• **What the task requires**
Pick out every line in the data below that contains the word "leather", treating uppercase and lowercase as different, and copy each of those lines.
— START Data section —
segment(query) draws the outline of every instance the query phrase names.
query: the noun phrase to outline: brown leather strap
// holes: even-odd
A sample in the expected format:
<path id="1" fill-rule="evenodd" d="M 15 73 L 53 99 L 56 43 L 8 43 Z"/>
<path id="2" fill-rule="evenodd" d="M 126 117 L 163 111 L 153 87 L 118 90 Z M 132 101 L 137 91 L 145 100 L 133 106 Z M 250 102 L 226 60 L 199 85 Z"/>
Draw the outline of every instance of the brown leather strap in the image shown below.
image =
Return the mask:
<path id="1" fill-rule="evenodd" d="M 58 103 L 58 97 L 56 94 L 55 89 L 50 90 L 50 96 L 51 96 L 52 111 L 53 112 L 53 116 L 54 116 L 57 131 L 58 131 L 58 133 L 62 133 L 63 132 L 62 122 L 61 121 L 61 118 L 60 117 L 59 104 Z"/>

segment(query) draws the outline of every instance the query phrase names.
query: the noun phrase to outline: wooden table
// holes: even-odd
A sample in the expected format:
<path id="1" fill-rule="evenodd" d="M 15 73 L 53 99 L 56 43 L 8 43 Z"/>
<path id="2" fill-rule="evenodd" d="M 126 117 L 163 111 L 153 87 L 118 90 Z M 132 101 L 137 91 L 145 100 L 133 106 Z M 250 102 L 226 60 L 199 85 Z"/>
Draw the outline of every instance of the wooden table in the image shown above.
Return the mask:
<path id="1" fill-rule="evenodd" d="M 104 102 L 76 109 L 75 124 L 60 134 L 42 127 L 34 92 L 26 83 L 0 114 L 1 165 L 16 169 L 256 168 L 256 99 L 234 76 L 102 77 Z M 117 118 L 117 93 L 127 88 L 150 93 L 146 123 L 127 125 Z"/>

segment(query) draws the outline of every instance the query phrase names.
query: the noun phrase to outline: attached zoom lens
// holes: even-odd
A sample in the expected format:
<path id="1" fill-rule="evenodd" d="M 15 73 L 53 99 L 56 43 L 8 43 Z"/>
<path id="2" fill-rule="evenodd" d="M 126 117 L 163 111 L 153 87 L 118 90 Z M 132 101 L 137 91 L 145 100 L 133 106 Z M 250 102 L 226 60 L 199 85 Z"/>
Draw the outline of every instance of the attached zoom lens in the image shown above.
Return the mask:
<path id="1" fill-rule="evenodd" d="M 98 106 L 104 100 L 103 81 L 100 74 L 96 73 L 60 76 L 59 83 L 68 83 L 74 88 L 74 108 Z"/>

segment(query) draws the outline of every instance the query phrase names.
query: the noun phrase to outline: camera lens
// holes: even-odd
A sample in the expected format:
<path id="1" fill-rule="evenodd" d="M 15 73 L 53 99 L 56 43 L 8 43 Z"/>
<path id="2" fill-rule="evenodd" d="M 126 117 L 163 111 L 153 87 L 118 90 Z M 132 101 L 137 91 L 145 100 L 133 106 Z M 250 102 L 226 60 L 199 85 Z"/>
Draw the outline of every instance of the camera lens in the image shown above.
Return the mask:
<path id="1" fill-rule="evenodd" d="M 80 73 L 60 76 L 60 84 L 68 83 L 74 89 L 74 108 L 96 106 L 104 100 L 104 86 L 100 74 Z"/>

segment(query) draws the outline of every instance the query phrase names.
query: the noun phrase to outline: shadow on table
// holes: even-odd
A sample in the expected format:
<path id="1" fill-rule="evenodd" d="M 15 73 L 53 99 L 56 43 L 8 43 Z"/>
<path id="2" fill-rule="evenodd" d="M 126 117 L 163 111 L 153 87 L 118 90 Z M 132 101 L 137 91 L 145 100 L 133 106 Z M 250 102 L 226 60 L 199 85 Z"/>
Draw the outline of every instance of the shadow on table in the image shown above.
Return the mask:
— END Data section —
• **Exercise response**
query: the noun phrase to outline: brown leather strap
Draw the outline of every instance of the brown leather strap in the image shown below.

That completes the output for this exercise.